- _SOAL_
Tulis ulang catatan mulai dari baris yang memuat "Locate the index" sampai akhir catatan, termasuk kedua ujungnya, dengan mengganti "index finger" menjadi "middle finger" dan tanpa perubahan lain.

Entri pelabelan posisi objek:
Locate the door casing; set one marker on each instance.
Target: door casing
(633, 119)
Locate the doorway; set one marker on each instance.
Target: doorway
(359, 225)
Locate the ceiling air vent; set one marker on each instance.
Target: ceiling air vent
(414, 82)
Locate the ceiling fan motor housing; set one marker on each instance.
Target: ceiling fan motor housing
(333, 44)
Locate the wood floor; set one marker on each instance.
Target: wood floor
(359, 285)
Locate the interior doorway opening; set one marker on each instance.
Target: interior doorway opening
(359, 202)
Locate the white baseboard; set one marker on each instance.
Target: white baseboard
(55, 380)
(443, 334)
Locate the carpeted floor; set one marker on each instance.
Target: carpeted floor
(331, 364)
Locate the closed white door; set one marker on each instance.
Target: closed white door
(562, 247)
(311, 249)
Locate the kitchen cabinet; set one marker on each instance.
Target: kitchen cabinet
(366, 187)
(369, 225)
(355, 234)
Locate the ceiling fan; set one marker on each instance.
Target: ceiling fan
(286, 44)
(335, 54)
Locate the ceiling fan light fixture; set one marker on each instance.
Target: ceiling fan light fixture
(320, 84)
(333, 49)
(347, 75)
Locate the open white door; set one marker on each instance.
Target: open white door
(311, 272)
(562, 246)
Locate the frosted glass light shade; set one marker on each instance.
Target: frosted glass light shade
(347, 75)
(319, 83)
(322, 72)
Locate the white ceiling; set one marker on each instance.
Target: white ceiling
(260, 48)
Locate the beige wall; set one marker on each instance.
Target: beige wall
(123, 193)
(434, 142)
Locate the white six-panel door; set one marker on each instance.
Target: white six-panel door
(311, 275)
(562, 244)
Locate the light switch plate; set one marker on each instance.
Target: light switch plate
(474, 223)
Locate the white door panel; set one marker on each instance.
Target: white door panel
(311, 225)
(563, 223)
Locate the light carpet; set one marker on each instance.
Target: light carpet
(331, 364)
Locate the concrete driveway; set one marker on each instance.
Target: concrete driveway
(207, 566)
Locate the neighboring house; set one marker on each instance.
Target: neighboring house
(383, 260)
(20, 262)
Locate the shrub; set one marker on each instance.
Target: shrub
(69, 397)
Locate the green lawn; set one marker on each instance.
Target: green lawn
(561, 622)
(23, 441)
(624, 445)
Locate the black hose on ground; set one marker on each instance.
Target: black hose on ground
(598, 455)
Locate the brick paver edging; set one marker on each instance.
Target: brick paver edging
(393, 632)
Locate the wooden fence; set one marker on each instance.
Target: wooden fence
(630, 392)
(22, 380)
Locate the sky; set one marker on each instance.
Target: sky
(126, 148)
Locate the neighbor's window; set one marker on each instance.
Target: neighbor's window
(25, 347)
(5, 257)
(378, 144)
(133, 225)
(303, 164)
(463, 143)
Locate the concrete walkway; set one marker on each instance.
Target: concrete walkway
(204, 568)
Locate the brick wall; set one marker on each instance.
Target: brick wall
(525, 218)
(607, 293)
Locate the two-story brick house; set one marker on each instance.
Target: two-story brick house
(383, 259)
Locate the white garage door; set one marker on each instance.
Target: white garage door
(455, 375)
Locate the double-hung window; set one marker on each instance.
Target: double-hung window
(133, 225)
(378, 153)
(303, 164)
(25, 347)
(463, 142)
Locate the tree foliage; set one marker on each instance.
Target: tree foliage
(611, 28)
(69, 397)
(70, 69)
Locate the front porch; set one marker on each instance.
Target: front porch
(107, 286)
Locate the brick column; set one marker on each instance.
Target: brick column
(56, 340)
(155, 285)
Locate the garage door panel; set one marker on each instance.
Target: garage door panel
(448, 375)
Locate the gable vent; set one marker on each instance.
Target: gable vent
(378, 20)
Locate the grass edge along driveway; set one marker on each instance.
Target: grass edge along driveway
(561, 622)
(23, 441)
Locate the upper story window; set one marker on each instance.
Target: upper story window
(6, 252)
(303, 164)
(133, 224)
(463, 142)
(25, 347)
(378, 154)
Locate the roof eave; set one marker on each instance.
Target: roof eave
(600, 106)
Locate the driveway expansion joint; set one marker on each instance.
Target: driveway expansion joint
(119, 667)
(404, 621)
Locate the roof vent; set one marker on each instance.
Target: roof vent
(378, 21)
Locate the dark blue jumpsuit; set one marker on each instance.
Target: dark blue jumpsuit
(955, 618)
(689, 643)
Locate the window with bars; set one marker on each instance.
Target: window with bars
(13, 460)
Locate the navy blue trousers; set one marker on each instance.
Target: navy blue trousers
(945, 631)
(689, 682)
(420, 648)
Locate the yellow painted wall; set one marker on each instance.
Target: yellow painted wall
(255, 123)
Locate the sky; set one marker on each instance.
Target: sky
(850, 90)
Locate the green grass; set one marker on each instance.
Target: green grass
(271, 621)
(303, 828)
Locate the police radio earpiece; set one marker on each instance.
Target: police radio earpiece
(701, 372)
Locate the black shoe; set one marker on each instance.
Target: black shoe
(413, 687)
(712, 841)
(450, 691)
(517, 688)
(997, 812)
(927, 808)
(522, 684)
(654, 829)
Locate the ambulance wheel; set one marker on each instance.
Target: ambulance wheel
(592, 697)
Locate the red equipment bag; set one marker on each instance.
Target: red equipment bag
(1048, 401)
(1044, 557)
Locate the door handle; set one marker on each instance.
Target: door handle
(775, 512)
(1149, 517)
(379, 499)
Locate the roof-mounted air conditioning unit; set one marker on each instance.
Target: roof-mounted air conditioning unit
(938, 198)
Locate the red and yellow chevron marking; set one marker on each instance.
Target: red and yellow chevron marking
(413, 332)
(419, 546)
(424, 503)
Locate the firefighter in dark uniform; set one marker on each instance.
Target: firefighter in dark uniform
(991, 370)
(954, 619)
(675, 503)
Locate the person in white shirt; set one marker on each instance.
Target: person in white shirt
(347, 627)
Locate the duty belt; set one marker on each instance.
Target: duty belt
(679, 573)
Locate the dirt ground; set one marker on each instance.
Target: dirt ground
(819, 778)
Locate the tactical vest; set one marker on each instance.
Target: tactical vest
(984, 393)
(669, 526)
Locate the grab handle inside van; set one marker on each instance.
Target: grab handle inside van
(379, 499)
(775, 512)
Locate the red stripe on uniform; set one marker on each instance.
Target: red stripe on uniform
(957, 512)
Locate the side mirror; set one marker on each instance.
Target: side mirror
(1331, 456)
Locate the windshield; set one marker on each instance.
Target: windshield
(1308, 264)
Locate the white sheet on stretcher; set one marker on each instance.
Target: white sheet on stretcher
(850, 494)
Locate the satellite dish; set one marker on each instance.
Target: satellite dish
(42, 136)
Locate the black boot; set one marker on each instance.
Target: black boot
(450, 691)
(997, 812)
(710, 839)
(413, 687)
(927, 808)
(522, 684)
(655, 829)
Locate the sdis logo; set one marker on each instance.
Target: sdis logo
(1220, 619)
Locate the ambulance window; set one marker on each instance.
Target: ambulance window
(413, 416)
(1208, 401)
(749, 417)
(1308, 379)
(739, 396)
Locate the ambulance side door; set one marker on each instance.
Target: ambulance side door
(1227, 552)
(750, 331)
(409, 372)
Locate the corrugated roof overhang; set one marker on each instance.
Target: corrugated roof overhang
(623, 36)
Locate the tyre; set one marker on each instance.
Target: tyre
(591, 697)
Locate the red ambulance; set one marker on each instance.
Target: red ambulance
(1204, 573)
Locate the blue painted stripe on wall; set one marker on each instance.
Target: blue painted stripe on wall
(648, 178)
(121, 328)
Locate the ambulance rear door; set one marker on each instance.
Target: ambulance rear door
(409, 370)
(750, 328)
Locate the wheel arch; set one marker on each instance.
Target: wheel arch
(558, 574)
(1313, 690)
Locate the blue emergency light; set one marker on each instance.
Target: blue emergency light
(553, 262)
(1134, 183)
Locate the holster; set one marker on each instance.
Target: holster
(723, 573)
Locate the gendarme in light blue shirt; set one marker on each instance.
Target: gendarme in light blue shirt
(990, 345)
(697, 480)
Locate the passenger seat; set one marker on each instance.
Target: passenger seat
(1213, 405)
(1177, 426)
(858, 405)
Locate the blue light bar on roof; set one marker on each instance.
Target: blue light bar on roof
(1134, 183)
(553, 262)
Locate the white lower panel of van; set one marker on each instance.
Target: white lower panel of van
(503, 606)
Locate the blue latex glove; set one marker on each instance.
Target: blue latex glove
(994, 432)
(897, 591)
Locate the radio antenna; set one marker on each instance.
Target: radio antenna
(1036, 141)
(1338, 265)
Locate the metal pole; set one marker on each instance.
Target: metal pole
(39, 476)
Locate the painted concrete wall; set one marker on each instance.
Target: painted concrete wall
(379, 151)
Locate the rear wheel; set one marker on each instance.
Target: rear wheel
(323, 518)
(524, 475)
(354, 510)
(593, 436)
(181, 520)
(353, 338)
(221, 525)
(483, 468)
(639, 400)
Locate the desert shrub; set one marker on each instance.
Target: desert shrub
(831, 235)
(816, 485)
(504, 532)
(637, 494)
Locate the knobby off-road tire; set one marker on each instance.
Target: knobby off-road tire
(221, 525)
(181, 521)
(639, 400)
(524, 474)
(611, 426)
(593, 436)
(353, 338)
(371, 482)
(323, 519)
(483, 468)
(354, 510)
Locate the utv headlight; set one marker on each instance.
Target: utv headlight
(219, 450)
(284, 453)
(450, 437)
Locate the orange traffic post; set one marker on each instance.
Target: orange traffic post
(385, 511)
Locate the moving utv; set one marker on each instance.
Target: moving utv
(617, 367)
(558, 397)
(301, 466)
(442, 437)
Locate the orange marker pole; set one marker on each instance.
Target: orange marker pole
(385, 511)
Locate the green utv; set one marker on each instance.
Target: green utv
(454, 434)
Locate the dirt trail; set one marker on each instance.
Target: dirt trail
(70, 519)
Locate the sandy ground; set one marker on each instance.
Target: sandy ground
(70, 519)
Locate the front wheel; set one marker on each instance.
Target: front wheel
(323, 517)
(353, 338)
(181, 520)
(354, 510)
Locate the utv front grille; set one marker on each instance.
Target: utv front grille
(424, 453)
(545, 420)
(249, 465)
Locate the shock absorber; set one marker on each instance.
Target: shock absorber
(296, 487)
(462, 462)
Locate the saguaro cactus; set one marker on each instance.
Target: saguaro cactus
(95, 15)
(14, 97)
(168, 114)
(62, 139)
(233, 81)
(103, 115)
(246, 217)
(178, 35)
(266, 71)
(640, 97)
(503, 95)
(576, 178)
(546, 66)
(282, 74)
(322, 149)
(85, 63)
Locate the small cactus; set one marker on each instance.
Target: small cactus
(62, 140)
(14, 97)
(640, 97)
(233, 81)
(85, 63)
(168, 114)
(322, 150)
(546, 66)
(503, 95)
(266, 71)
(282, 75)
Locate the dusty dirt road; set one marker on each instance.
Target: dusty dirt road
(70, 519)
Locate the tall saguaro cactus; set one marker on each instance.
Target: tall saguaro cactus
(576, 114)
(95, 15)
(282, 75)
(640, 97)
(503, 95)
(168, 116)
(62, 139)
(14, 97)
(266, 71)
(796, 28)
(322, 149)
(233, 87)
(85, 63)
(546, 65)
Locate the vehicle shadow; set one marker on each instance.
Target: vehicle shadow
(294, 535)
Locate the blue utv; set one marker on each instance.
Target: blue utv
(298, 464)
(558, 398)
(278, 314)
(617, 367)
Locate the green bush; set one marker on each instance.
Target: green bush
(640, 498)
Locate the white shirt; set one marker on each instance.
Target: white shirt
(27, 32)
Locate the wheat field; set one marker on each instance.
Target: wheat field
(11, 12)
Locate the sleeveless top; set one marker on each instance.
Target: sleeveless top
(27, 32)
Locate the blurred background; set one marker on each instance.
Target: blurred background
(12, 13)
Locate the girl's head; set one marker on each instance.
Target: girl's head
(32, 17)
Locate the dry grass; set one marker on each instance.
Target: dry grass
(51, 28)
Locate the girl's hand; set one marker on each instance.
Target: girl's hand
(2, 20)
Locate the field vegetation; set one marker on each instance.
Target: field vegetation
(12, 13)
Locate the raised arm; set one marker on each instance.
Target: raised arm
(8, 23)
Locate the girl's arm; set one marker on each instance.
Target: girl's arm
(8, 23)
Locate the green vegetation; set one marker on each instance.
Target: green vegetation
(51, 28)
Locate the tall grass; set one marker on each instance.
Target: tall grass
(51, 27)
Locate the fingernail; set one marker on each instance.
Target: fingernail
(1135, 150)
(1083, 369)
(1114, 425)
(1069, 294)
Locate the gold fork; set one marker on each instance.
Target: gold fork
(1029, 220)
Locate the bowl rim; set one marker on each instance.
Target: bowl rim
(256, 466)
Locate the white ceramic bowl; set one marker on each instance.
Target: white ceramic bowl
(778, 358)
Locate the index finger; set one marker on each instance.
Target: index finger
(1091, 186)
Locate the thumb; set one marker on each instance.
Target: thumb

- _PENYELESAIAN SOAL_
Locate the middle finger; set one marker on each instance.
Target: middle finger
(1091, 186)
Locate the thumb; set one marker on each instance.
Target: thumb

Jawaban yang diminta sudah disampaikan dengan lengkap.